Instructions to follow ->
Without the pictures, restate all of the data below word for word.

Point-per-instance localization data:
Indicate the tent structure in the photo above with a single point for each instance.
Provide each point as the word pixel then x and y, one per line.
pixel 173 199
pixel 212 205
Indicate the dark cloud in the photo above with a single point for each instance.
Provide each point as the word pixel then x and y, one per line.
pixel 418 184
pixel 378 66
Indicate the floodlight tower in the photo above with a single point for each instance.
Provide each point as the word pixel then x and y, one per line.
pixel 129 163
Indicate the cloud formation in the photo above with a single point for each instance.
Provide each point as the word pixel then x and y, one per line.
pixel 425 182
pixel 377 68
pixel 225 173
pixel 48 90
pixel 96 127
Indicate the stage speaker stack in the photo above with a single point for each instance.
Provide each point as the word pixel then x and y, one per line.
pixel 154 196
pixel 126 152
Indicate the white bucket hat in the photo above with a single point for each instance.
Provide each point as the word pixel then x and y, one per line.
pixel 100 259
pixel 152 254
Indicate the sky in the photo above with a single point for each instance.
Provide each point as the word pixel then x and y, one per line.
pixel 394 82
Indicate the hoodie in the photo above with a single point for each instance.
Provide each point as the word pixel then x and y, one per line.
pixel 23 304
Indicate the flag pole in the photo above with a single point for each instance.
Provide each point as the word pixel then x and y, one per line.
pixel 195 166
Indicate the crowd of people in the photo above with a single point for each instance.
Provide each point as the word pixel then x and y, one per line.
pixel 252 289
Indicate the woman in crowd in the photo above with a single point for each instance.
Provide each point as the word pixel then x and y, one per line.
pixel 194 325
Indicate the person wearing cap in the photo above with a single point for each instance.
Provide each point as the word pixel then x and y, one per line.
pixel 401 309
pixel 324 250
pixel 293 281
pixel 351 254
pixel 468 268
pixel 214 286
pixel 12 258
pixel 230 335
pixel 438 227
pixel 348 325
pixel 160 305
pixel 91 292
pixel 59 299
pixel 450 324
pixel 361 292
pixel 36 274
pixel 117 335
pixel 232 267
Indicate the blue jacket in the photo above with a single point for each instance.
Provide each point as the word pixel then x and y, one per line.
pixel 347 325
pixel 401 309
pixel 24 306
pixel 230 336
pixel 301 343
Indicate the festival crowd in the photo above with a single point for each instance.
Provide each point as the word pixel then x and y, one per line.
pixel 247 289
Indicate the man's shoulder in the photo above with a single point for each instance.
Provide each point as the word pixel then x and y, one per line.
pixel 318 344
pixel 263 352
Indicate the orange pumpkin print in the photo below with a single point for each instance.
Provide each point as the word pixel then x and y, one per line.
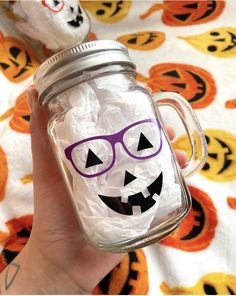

Result of this exercise ->
Indicate the tent structure in the photo above with a single point for each instance.
Provide each point as the word pixel then x and y, one per line.
pixel 173 199
pixel 212 205
Indicate the dark cloud in the photo above with a single point for each instance.
Provide each point as the word pixel then x and y, one per line.
pixel 418 184
pixel 378 66
Indicate the floodlight tower in the photo above with a single point for each instance.
Provide each point as the word pixel then x and y, one per line.
pixel 129 163
Indicate the cloud formation in the photo above with a single point for each instance.
Provide each point as the word pixel then x and y, one per line.
pixel 425 182
pixel 377 68
pixel 225 173
pixel 48 90
pixel 96 127
Indicate the stage speaker stack in the photo above with a single point for each instance.
Provide each point as the word pixel then x and y, one per line.
pixel 154 196
pixel 126 152
Indicate the white bucket hat in the photo above with a single point for each instance.
Provide each point as the word pixel then x and y, one per line.
pixel 100 259
pixel 152 254
Indicate the sky in the photo above with a single point for each instance.
Provide each point as the word pixel then x and y, one per line.
pixel 394 82
Indicate the hoodie in the photo above with a single point for each instance.
Provide each point as the word pixel then x and y, one per line.
pixel 23 304
Indicate the flag pole in the photo above with a single point for each instance.
Provide each point as the word pixel then x and y, one per line.
pixel 195 166
Indicate the crowd of people in the photo above with a single point for each instance.
Provide each point as the word pixel then x and y, one per line.
pixel 252 289
Indicate the woman in crowd in the photo above with a single point for each instance.
Provide each point as the word pixel then x and y, one per line.
pixel 194 325
Indicate the person wearing cap in the photo above with a single point for each instance.
Provide each point as the word pixel then x and y, one per line.
pixel 401 309
pixel 324 250
pixel 293 281
pixel 351 254
pixel 468 268
pixel 214 286
pixel 12 258
pixel 230 335
pixel 438 227
pixel 348 325
pixel 160 305
pixel 91 292
pixel 59 299
pixel 450 324
pixel 361 292
pixel 36 274
pixel 117 335
pixel 232 267
Indicate the blue jacket in the photo above with a single point for each instance.
Provide each point as the word pixel then x and y, one per line.
pixel 347 325
pixel 401 309
pixel 24 306
pixel 230 336
pixel 301 343
Indicate the festival crowd in the photo above with a single point for each instance.
Provide each point as the word pixel then x and y, one per line.
pixel 247 289
Indicate the man's shoulder in the photo above with a single point for each instance.
Provide each point as the word pixel then x and y, one per line.
pixel 318 344
pixel 263 352
Indicate the orange pumpkin print in the photo below with a single point for each instance.
Provide each point as the word pixel then x and y, one per line.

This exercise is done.